## START TEXT EXTRACT

This post was begun before play at Firestone began.  Dave Shedloski had this on Tiger's 2-under 68:
"Yeah, I feel like I made some progress," Woods, 38, said of a round that included six birdies against two bogeys and one double bogey. "As I said, this is only my seventh round back, so it's just going to take a little time. I'm starting to get in the flow of things. If you look at my iron shots into the holes today, a majority of them were pin high. So I'm starting to get the feel back in my hands and get the ball, my trajectory under control. I'm starting to get the shots hitting the ball the correct numbers again."

He also is showing signs of scoring. After each of his three holes over par, including a three-putt from 10 feet at the first, Woods answered with a birdie. He got up and down for par on four of the six holes at which he missed the green, including all three on his inward nine.
There was some good news, no doubt, but let's see if he can maintain this level of play.  Everyone got all excited over his opening 69 at Hoylake, and that turned out to be the high-water mark.

Firestone's Firewall - Turns out it's a guy named Bob Dyer writing in the Beacon Journal:
Are the pros bored with Firestone? 
One longtime national golf writer certainly is, and he has made no effort to stifle his yawns.
Get a load of Alan Shipnuck in Sports Illustrated’s Golf+ magazine:
“Those World Golf Championships in Tucson and Akron are stuck in such uninspired venues. I’d move those ... to places that are more dynamic.” 
That was merely his latest salvo. In 2011, Shipnuck wrote of Fire­stone South, “If there’s a more boring tournament course out there, I haven’t seen it.”
The debate about the architectural merits of Firestone can be settled rather quickly, it has none.  Glad we got that out of the way...

Dyer cites favorable quotes from noted golf architecture critics Rory McIlroy and Sergio Garcia, and that's fine as far as it goes.  Though the cynic in me wonders if, just thinking out loud here, the limited field/huge purse/no cut dynamics might affect their outlook just a tad....

## END TEXT EXTRACT

TO-DO LIST:
1. Return the portion of the Firestone golf post between "Get a load of" and "just a tad....", inclusive.
2. In the Firestone golf post, what evidence does Woods give for saying he is getting the feel back in his hands? Answer in one to three sentences.

## START INFORMATION SUPPLIED

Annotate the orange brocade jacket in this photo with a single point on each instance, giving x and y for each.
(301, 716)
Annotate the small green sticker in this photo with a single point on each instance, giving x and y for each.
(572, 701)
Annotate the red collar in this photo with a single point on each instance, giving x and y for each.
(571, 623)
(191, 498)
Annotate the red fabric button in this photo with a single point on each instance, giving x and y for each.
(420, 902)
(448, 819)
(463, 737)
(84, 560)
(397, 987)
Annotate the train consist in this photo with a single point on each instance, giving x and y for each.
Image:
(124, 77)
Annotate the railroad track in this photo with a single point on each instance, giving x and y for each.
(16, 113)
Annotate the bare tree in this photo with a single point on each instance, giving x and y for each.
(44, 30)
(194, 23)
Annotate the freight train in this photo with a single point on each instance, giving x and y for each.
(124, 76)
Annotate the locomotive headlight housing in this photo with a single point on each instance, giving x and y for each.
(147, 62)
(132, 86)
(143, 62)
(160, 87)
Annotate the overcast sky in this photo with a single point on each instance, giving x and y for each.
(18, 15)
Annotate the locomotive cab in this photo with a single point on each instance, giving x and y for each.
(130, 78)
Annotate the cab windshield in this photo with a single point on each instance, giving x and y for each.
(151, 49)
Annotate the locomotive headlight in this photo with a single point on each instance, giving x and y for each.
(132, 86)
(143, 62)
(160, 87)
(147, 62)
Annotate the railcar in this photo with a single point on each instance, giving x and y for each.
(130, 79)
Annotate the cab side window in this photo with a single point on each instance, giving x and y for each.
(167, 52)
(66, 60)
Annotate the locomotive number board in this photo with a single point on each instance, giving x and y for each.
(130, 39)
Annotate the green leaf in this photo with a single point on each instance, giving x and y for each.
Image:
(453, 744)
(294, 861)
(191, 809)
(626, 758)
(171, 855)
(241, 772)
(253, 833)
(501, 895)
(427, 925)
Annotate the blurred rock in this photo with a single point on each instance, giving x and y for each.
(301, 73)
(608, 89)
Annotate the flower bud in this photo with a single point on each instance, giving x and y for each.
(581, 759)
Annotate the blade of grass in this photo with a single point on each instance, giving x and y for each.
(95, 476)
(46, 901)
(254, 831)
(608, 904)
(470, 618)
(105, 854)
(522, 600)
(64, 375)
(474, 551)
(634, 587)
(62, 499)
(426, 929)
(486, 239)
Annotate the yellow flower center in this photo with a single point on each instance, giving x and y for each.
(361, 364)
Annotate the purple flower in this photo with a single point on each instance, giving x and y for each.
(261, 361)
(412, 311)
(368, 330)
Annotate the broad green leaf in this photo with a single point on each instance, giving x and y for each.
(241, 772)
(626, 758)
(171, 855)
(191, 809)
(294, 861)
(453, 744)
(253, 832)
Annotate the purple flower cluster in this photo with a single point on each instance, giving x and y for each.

## END INFORMATION SUPPLIED

PER-TASK ANSWERS:
1.
Get a load of Alan Shipnuck in Sports Illustrated’s Golf+ magazine:
“Those World Golf Championships in Tucson and Akron are stuck in such uninspired venues. I’d move those ... to places that are more dynamic.” 
That was merely his latest salvo. In 2011, Shipnuck wrote of Fire­stone South, “If there’s a more boring tournament course out there, I haven’t seen it.”
The debate about the architectural merits of Firestone can be settled rather quickly, it has none.  Glad we got that out of the way...

Dyer cites favorable quotes from noted golf architecture critics Rory McIlroy and Sergio Garcia, and that's fine as far as it goes.  Though the cynic in me wonders if, just thinking out loud here, the limited field/huge purse/no cut dynamics might affect their outlook just a tad....

2. Woods points to his iron shots into the holes during the round, saying a majority of them were pin high. He takes this as a sign that he is getting his trajectory under control and hitting the ball the correct numbers again.